§ 練習問題
**a.** PLGに関する本文のうち、"PLG(Product-Led Growth)は、米国のOpenView Venture"で始まり"ントなどについて解説します。"まで続く部分を、一字も変えずに書き写すこと。
**b.** PLGに関する本文によると、PLGを提唱したのはどこか。
**c.** PLGに関する本文でPLG導入企業として名前が挙がっている企業やサービスを、すべて列挙すること。

§ 本文

———

SaaSの新戦略 PLG(Product-Led Growth)とは?SLGとの違いと特徴

PLG(Product-Led Growth)とは

PLGとは

PLG(Product-Led Growth)は、米国のOpenView Venture Partnersが提唱したSaaS戦略の1つ。自然とエンドユーザーのなかでプロダクトの知名度が上がり、ユーザーが自発的に有料版にアップグレードしたくなるようにプロダクトを設計することで事業をグロースさせる戦略です。

 

プロダクト開発とは別にリード生成やセールスを仕掛けていたSLG(Sales-Led Growth)とは、考え方がまったく異なります。

 

しかし、どのサービスにもPLGが最適というわけではなく、PLGには適したサービスが存在します。本記事では、PLGのメリットや必要なポイントなどについて解説します。

 

▼PLGについて詳しく知りたい方はこちら
『PLGとは?SaaS業界の新戦略。メリットと導入メソッドを解説』

 

なぜ今、PLGが注目されているのか

なぜ今、PLGが注目されているのか

PLGが注目されだした理由は、PLGを導入した海外SaaSスタートアップの成功事例が蓄積され、日本でも関心が高まっているためです。

 

PLG導入企業は、2012年はLogMeInだけでしたが、2020年にはSlackやZoom、Dropboxなど日本でも広く利用されているサービスが含まれています。
(参照:What is Product-Led Growth? How to Build a Software Company in the End User Era

 

SaaS企業全体の企業価値が$2,304であるのに対して、PLG導入企業では約2.3倍の$5,224だという調査結果も、PLGへの期待が高まっている理由の1つです。

———

§ データ一覧

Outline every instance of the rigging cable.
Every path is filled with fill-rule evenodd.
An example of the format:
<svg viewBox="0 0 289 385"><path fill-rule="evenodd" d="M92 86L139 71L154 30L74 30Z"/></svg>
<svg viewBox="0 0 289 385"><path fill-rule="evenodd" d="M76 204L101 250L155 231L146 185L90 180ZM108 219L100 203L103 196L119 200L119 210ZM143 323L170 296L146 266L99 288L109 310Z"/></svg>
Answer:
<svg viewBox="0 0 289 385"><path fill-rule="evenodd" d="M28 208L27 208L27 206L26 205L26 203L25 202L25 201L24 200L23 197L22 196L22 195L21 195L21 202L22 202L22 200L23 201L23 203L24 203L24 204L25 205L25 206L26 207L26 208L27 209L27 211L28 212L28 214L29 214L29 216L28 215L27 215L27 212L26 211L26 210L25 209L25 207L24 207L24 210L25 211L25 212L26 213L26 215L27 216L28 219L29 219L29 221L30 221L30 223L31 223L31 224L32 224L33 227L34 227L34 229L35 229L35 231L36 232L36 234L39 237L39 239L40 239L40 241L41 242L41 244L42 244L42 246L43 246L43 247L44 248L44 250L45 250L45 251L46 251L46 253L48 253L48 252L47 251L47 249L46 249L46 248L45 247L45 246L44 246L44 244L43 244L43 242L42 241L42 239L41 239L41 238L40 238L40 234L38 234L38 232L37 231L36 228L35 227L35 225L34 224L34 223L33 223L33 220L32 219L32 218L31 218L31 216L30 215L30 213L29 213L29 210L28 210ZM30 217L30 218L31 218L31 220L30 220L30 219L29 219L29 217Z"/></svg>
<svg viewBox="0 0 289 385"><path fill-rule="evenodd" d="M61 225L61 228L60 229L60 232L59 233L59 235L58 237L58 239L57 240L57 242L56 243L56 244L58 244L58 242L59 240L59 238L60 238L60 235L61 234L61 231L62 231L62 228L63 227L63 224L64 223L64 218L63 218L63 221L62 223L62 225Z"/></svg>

———

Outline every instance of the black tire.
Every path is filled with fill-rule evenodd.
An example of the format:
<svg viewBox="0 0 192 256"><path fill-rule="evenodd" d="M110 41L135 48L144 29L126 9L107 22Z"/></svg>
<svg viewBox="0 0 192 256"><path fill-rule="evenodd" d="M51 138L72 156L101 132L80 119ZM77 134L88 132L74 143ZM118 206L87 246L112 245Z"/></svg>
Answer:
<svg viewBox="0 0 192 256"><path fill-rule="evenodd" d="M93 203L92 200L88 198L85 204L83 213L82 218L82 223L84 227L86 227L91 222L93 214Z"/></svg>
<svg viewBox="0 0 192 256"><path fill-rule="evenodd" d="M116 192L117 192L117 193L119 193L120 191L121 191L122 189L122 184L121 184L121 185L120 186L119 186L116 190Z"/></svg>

———

§ 解答
**a.**
PLG(Product-Led Growth)は、米国のOpenView Venture Partnersが提唱したSaaS戦略の1つ。自然とエンドユーザーのなかでプロダクトの知名度が上がり、ユーザーが自発的に有料版にアップグレードしたくなるようにプロダクトを設計することで事業をグロースさせる戦略です。

 

プロダクト開発とは別にリード生成やセールスを仕掛けていたSLG(Sales-Led Growth)とは、考え方がまったく異なります。

 

しかし、どのサービスにもPLGが最適というわけではなく、PLGには適したサービスが存在します。本記事では、PLGのメリットや必要なポイントなどについて解説します。

**b.** 米国のOpenView Venture Partners

**c.** LogMeIn、Slack、Zoom、Dropbox